#### Selected excerpt:
A company contacted me and wanted a custom product developed. I took on the speculative work, but something kept nagging me.
Six months later and three iterations of hardware I realized what was nagging me. The company had inexperienced engineers, as such they would give me requirements and I was constantly going back to them and explaining why their requirements were incorrect. It was ending up I was having to design their product in hopes that I could sell my little part of the product. This resulted in several iterations of my product, trying to chase the never ending requirements with no sales.
An engineer is a tool for the business, where a tool is something that is used to solve a problem. An inexperienced engineer is like a cheap wrench, where when you use the cheap wrench and it breaks leaving you with a medical bill for stitches. The savings for the cheap wrench is not enough to cover the medical bills, and yet your problem you were using the wrench for is still exists.
Companies with cheap engineering have learned to accept the current state of reality as the only reality and often use words like "It is normal to have these problems during development" or "We could not have predicted this problem." Usually when these bad outcomes are normalized it is indication that you have problem.

#### Dataset entries:
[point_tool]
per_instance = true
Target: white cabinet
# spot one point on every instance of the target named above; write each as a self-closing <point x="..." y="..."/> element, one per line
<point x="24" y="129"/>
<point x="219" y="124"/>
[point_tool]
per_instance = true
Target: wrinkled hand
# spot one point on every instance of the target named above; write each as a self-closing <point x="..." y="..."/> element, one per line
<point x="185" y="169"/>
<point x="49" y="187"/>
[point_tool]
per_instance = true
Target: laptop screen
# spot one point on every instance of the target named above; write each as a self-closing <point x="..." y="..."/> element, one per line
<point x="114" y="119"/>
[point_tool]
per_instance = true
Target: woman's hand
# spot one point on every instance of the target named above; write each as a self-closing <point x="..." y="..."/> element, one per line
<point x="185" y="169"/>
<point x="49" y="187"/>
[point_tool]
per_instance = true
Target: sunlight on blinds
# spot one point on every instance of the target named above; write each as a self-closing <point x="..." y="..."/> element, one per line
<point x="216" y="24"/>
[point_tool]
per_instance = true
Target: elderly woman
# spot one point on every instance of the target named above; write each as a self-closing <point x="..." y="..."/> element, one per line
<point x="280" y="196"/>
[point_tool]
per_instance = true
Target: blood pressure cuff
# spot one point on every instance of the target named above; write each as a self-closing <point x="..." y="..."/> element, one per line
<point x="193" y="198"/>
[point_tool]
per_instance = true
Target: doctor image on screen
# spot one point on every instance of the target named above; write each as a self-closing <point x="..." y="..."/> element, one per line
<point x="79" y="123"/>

#### Instructions:
• 1. Based on the essay on inexperienced engineers, say whether each statement agrees with it: (a) The realization came after six months and three hardware iterations. (b) The savings from a cheap wrench make up for the medical bills. (c) Chasing the changing requirements brought in sales. Answer each yes or no and quote the deciding words.
• 2. Continue the essay on inexperienced engineers from its last sentence.

#### Task-by-task answers:
• 1.
(a) Yes: "Six months later and three iterations of hardware I realized what was nagging me."
(b) No: "The savings for the cheap wrench is not enough to cover the medical bills"
(c) No: "trying to chase the never ending requirements with no sales."

• 2.
A friend of mine ran into a similar issue where he design a printed circuit board (PCB) for a company. Whenever their inexperienced engineers ran into a problem (firmware or other wise) they blamed my friend and said it was PCB issue. They then sent hardware to him and he would debug it, usually finding a firmware bug or more often an assembly issue where they company had figured their engineers could assemble boards cheaper than an assembly house. The net result is that they spent more money debugging the bad engineering than it would cost to have a good engineer. However because they do not do accounting on the costs of bad engineering they will never know the difference.
At the end of the day the saying is true "You get what you measure for." That is if you do not measure the cost of inexperienced engineers that is what you have always gotten. The lesson I learned is if the team has inexperienced engineers the best you can do is a time and materials contract as the odds are they will never actually ship the product. Even if they do it will not be what they designed initially, and will be months if not years behind schedule.
The reality is that the problem is not the engineers but the business, as they do not have accounting methods to measure the cost of a inexperienced engineer to know they need something better.